Excerpt:

Summary: The Effortless Experience: Conquering the New Battleground for Customer Loyalty by Matthew Dixon, Nick Toman, and Rick DeLisi
Summary: The Effortless Experience: Conquering the New Battleground for Customer Loyalty by Matthew Dixon, Nick Toman, and Rick DeLisi

Summary: The Effortless Experience: Conquering the New Battleground for Customer Loyalty by Matthew Dixon, Nick Toman, and Rick DeLisi

The new battleground for customer loyalty

Delighting customers in the service channel doesn’t always pay. Customers whose expectations are exceeded are only marginally more loyal than those expectations are borderline met.

Customer service doesn’t always drive customer loyalty. But customer service almost always drives customer disloyalty. It’s four times more likely for customer service to make a customer disloyal rather than make them loyal. The key to prevent this is through reducing customer effort by making service easier and more delightful. This includes paying attention to trivial matters such as avoiding having to repeat information, contact the company repeatedly, switch channels, being transferred and being greeted by an answering machine.

 

Why your customers don’t want to talk to you

Most customers would rather self-service than to talk to a customer service rep. And service leaders should aim to get their costumes, try self-service as well as stay in self-service. Over half all inbound calls are from customers who were on the company website, trying unsuccessfully to solve their problems.

The key to mitigating channel switching is simplifying the self-service experience. Most channels fail not because they lack content because they have too much of it. The best service companies aggressively simplify their web site and actively guide customers to the channels and content that best address issues they have.

 

The worst question a service rep can ask

Customers who had their issue often call back for reasons indirectly related to the original issue. The most common causes of repeat contacts come from adjacent issues (meaning downstream implications linked to the original issue) and experience issues (meaning the customer doesn’t like the experience or the answer they received).

The best service companies don’t just solve the issue at hand, they think of the next issue. Issues are hardly one-offs. They’re events that teach companies to forward-resolve so it goes unnoticed by the customer until later.

Exercise task 1: Name every trivial matter the book summary says to pay attention to when reducing customer effort.
Exercise task 2:
Decide whether each statement below agrees with the book summary. Answer yes or no, and back each answer with the deciding words quoted from it.
(a) Customer service is four times more likely to make a customer disloyal than to make them loyal.
(b) The best service companies deal with problems by adding more content to their websites.
(c) Customer issues are usually one-off events.
Exercise task 3: Carry the book summary forward from its last sentence.

Data lines:
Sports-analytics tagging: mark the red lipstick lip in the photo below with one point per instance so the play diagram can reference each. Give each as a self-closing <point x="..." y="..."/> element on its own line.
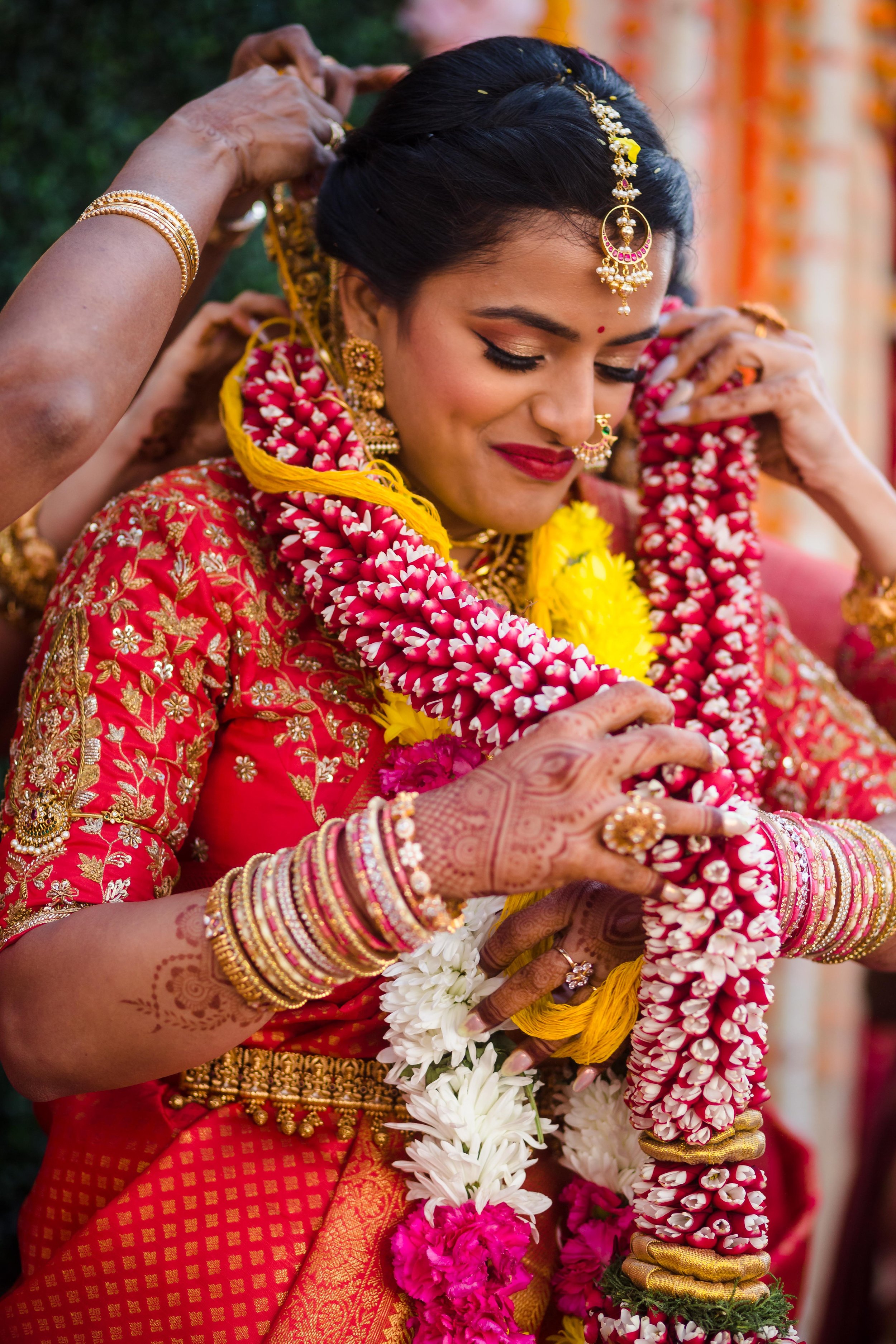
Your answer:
<point x="543" y="464"/>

Written reply 1:
- Having to repeat information
- Having to contact the company repeatedly
- Having to switch channels
- Being transferred
- Being greeted by an answering machine

Written reply 2:
(a) Yes: "It’s four times more likely for customer service to make a customer disloyal rather than make them loyal."
(b) No: "The best service companies aggressively simplify their web site and actively guide customers to the channels and content that best address issues they have."
(c) No: "Issues are hardly one-offs."

Written reply 3:
Measure callbacks, not just first contact resolution (FCR). FCR is flawed for one major reason. FCR focuses on the stated issue, rather than related downstream issues. Instead, the best service companies measure callbacks within a limited time frame – assessing whether the rep has solved both the statued issue and follow-up issues.

 

Just because there’s nothing you can do doesn’t mean there’s nothing you can do

Effort is one-third ‘do’ and two-thirds ‘feel’. Much of customer effort is driven by their perception of whether the interaction is effortful, not whether they actually have to exert undue effort during the interaction.

Being nice alone isn’t enough to manage customer perception. The term ‘experience engineering’ differs in both form and purpose from traditional soft skills. It’s deeply rooted in behavioral economics, relying on purposeful language to generate a positive response to an outcome that may not be good news.

 

To get control, you have to give control

In this era of heightened customer expectations, what distinguishes the best service reps from mediocre ones is their ability to assess and control the situation. The term ‘control quotient (CQ’) is the ability to exercise judgement and maintain composure in a high-pressure, complex service environment.

CQ is a skill everyone can learn. While CQ is a differentiating factor, in reality, most service reps have average to high CQ potential. The problem is companies inhibit reps from exercising CQ due to the excessive red tapes they’ve reinforced for years. 

To allow service reps to tap into their full CQ potential, companies need to exercise trust in rep judgment. Companies may consider de-emphasising handle time, taking away QA checklist, clarifying reps’ alignment between their actions and company’s objectives, and allowing reps to tap into collective experience and knowledge of their peers.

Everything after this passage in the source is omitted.